A newly published study shows that African-American women are more likely than their white, Asian, or Hispanic counterparts to have the inherited gene mutations that increase breast cancer risk.
The recent flurry of media attention on Angelina Jolie and her double mastectomy alerted many women, perhaps for the first time, to the possibility of genetic susceptibility to breast cancer.
Sure, we’re all familiar with the “family history” connection to medical conditions: heart issues, high blood pressure, depression, all can be “passed along” from parents to children. As can breast cancer risk.
In recent years, researchers have begun identifying specific genes and gene combinations that increase breast cancer risk to sometimes astronomical levels: up to nearly 90%, for some unlucky women.
The BRCA1 and BRCA2 gene mutations are two genetic indicators that have been known to science for quite some time. And while they’re present in less than 1% of the general population (and about 2.4% of those diagnosed with breast cancer), their effect on breast cancer risk is so great that they get a lot of attention – especially since Angelina’s story hit the wires.
Now, a study published June 6 in the online Journal of Clinical Oncology reveals that African-American women are much, much more likely to carry these gene mutations than women of other races. The study adds to the growing body of evidence that points to African-American women being diagnosed with breast cancer at an earlier age, and suffering a worse outcome, than most other women.
The small but significant study, carried out on 249 African-American women diagnosed with breast cancer, revealed that fully 19% of them carried either or both of the BRCA genes. Compare this to 2.4% of all women diagnosed with breast cancer who carry the gene(s); clearly, the disparity is huge.
And potentially deadly. Triple negative breast cancer (TNBC), a type unresponsive to hormone therapy; and breast cancer diagnosed under age 45 have higher mortality rates than other diagnoses. And 30% of the women in the study who had TNBC also carried the mutant genes; while 27% of younger (under age 45) patients had the genes.
In addition, almost half of those who had two separate, unrelated breast cancer diagnoses; and 30% with a significant family history of breast or ovarian cancer were gene carriers.
The study’s conclusion? “These high carrier frequencies suggest the importance of screening for mutations in all breast cancer genes in all AA [African-American] breast cancer patients diagnosed at a young age, with a family history, or with TNBC as a way to identify at-risk family members for life-saving interventions.” (Churpek, 2013)
The study’s lead author, Jane Churpek, M.D., a hematologist/oncologist from the University of Chicago, commented that the genetic screening necessary to identify carriers of the known range of dangerous genes can be difficult.

[Stored data entries]
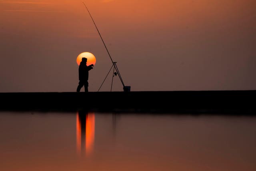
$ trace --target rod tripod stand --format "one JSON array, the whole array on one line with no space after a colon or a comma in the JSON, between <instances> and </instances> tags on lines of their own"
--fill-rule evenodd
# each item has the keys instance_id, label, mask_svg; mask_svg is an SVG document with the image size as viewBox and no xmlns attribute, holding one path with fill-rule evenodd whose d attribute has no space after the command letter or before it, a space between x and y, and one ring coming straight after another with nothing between
<instances>
[{"instance_id":1,"label":"rod tripod stand","mask_svg":"<svg viewBox=\"0 0 256 171\"><path fill-rule=\"evenodd\" d=\"M105 79L104 79L103 82L101 84L101 85L100 86L100 88L99 88L99 89L98 90L98 91L100 90L100 89L101 87L101 86L102 86L102 84L103 84L103 83L105 82L105 80L106 80L106 79L107 78L109 74L109 73L110 72L110 71L111 70L111 69L113 67L114 67L114 68L113 69L113 75L112 75L113 76L112 76L112 81L111 82L111 88L110 89L110 91L112 91L112 86L113 85L113 79L114 78L114 77L115 76L116 76L117 75L118 76L118 77L120 79L120 80L121 81L121 82L123 85L124 91L130 91L130 87L126 86L124 86L124 82L123 82L123 80L122 80L122 78L121 77L121 76L120 75L119 71L118 70L118 69L117 68L117 66L116 66L116 62L113 62L113 64L112 65L112 66L111 66L111 67L110 68L110 69L109 70L109 71L108 71L108 73L107 76L105 78ZM115 72L115 70L116 70L116 72Z\"/></svg>"}]
</instances>

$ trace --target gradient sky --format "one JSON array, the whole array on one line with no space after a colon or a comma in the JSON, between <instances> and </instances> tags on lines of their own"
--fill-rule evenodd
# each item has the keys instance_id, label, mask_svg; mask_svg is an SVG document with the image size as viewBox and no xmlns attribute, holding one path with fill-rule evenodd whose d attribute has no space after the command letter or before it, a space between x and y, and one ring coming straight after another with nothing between
<instances>
[{"instance_id":1,"label":"gradient sky","mask_svg":"<svg viewBox=\"0 0 256 171\"><path fill-rule=\"evenodd\" d=\"M255 0L83 2L131 91L256 89ZM112 63L82 2L0 0L0 92L75 91L84 52L99 90Z\"/></svg>"}]
</instances>

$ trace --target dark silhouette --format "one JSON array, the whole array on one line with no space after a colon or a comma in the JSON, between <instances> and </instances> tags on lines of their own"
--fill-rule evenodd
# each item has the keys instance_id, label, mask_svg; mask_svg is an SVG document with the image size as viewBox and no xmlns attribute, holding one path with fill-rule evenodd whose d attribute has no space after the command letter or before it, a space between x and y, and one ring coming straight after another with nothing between
<instances>
[{"instance_id":1,"label":"dark silhouette","mask_svg":"<svg viewBox=\"0 0 256 171\"><path fill-rule=\"evenodd\" d=\"M83 86L84 86L84 91L88 92L88 78L89 76L89 71L93 68L93 64L89 66L86 66L87 58L82 58L82 61L79 65L78 74L79 76L79 82L76 89L76 92L80 92L80 90Z\"/></svg>"}]
</instances>

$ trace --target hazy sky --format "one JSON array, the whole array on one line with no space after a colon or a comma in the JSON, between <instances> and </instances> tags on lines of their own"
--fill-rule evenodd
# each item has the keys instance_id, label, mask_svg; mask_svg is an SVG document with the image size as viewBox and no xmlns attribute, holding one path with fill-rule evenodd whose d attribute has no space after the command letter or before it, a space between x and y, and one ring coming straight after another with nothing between
<instances>
[{"instance_id":1,"label":"hazy sky","mask_svg":"<svg viewBox=\"0 0 256 171\"><path fill-rule=\"evenodd\" d=\"M256 89L255 0L83 2L131 91ZM112 63L82 2L0 0L0 92L75 91L84 52L99 90Z\"/></svg>"}]
</instances>

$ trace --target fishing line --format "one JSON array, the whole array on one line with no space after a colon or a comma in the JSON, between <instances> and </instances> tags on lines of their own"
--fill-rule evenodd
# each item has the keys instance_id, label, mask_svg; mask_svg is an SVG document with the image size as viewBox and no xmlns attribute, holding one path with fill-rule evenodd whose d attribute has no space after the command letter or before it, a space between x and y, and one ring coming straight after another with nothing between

WORK ORDER 1
Copy the breast cancer article from the words that has "Now, a study" and stop after "disparity is huge.", replacing "African-American" with "Black" each time it appears.
WORK ORDER 2
List the racial or ethnic groups of women that the first sentence of the breast cancer article compares.
The items are separate material from the breast cancer article.

YOUR SOLUTION 1
Now, a study published June 6 in the online Journal of Clinical Oncology reveals that Black women are much, much more likely to carry these gene mutations than women of other races. The study adds to the growing body of evidence that points to Black women being diagnosed with breast cancer at an earlier age, and suffering a worse outcome, than most other women.
The small but significant study, carried out on 249 Black women diagnosed with breast cancer, revealed that fully 19% of them carried either or both of the BRCA genes. Compare this to 2.4% of all women diagnosed with breast cancer who carry the gene(s); clearly, the disparity is huge.

YOUR SOLUTION 2
African-American, white, Asian, Hispanic